**Text section**
** start **
Josh Brolin’s Outer Range Is a Startlingly Dark Cosmic Cowboy Mystery

Josh Brolin’s Outer Range Is a Startlingly Dark Cosmic Cowboy Mystery

You’re going to see a lot of reviews comparing Yellowstone and Outer Range, and it’s no surprise why. Amazon’s new series starring Josh Brolin has a lot of the same ingredients as Peacock’s Kevin Costner hit. But Outer Range has something Yellowstone doesn’t, yet: a serious inclination toward the paranormal.

Before you read any further, know that we won’t be spoiling any plot points for Outer Range, created by Brian Watkins, in this review. It’s not a spoiler to say that on the surface, at least, the similarities between Outer Range and Yellowstone are undeniable. Both focus on rough-hewn ranchers who are fiercely loyal to their families, and the unexpected violence and drama they encounter while roaming around on horseback, tending cattle, chugging beers at the local honky-tonk, and dealing with the annoyance of pesky outsiders and local politics.

But Costner and crew never had to deal with the sudden appearance of a giant hole in one of their vast fields — a perfectly symmetrical, seemingly bottomless pit descending into the unknown. When Brolin’s Royal Abbott makes this particular discovery, it’s so unsettling his reaction is to stand at the edge and yell, “What the fuuuuck?”

Though Royal tries to keep its existence a secret, the hole’s arrival changes everything, not just for the Abbott family (a fierce Lili Taylor as Royal’s wife Cecelia; Tom Pelphrey as his son Perry; Lewis Pullman as his other son, Rhett; Olive Abercrombie as Perry’s young daughter) and others in their rural Wyoming orbit — but quite possibly the fabric of space and time itself. We have an inkling about this, though, thanks to Outer Range’s fondness for foreboding voice-overs and monologues, as well as carefully chosen production design elements that feel like symbolism and omens.

Episode one opens with Royal intoning about Chronos, the Greek god of time, and informing us “the world has been waiting for something like this.” It’s admittedly a bit heavy-handed. But it’s the right kind of tease for a show that might otherwise be mistaken for a straightforward Western. Outer Range runs eight episodes and will have a staggered release, with two installments rolling out weekly — bad news for bingers, since episodes tend to end in cliffhangers, though the plot mostly takes a slow-burn approach (during its earlier episodes, at least), dropping clues both seemingly minor and “LOOK! AT! THIS!” along the way.

Image: Amazon Studios
Image: Amazon Studios

Every character has hidden layers; many also have “holes” of their own. The big hole that isn’t the hole is the missing Rebecca Abbott — Perry’s wife and Amy’s mother — who suddenly vanished without a trace nine months prior. It’s not long enough for the family to have given up hope, but it’s long enough for the FBI to call off their search. And Royal’s past is its own gaping maw. With no memory of his childhood before age eight or so, he just turned up at the ranch one day and was taken in by Cecelia’s family, eventually growing up and marrying her. It’s family folklore so charming that Amy asks for it as a bedtime story. But again… it feels like an omen.
** end **
**Task 1**
Sum up the Outer Range review in two sentences.
**Task 2**
Pick up the Outer Range review where it stops and keep writing it.

**Material provided**
** start **
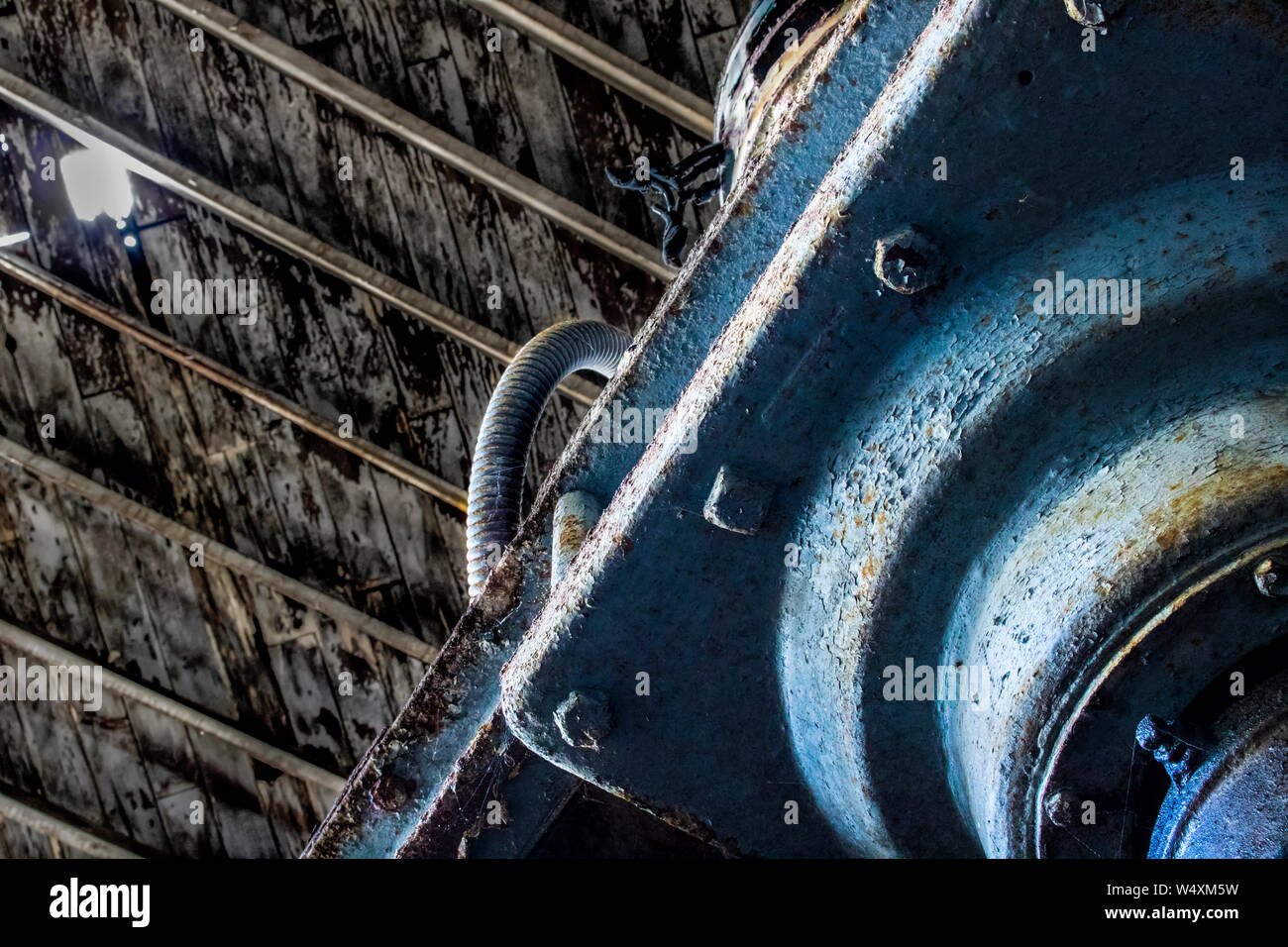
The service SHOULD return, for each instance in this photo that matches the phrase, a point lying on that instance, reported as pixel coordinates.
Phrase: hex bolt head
(1271, 578)
(737, 502)
(391, 792)
(584, 718)
(906, 261)
(1061, 808)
** end **
**Task result 1**
Amazon's Outer Range, starring Josh Brolin as Royal Abbott, shares much with Yellowstone's rancher drama but leans toward the paranormal, starting when a seemingly bottomless hole appears in one of Royal's fields. That hole may change everything for the Abbott family and perhaps for space and time itself, while many characters also carry "holes" of their own, such as Rebecca Abbott's disappearance and Royal's missing childhood memories.

**Task result 2**
Other dominoes start to tumble on the Abbott family as the story gets started. There’s what Royal’s lawyer calls “a good old-fashioned topographical fuckup” — the fact that a certain amount of Abbott acreage apparently legally belongs to a neighbouring ranch. It’s land Wayne Tillerson (Will Patton), the frail yet fierce patriarch of the Tillerson family, proves eager to reclaim. You get the sense that’s due to something beyond greed and his long-standing rivalry with Royal, and that it definitely ties into Wayne’s (foreboding!) mutterings early in episode one: “Something is coming… you feel it, don’t you?”

There’s also no love lost between Royal and Wayne’s sons, a conflict that explodes in episode one and soon involves Sheriff Joy Hawk (Tamara Podemski) — Native American, gay, mother, keeps her cool amid mountains of bullshit, knows she’s facing a tough election to hold onto her job. In other words, a character that could’ve easily have been written as one-note but, again, is filled with unexpected layers.

Image: Amazon Studios
Image: Amazon Studios

Maybe the most puzzling element lurking among the vast prairies of rural Wyoming — other than that hole, anyway — comes in the form of Autumn Rivers (Imogen Poots), who by all appearances is a harmless, hippie-ish drifter looking for a place to camp, and heard Abbott Ranch might be just the spot. When Royal gruffly gives permission, she shakes his hand and says “Glad to finally meet you.” It’s the “finally” that makes you pause, and from then on every scene with Autumn is full of things that make you pause. Her manner — she’s friendly, but also overly familiar to the point of being overbearing — is off-putting and a bit worrisome; we eventually learn she has a chemical imbalance that accounts for some, but definitely not all, of her peculiarities. You also get a strong sense that she’s somehow connected to the cosmic oddities swirling around Royal.

As Outer Range unfurls its plot — a blend of both conventional Western tropes and twists so far-out you have to witness them if you want to make sense of them — it leans heavily into darkness; one of the show’s trailers made excellent use of Royal’s pre-meal “blessing” that snowballs into a fierce rant about “the great void” between God and humanity, and faith is one of the themes the show explores.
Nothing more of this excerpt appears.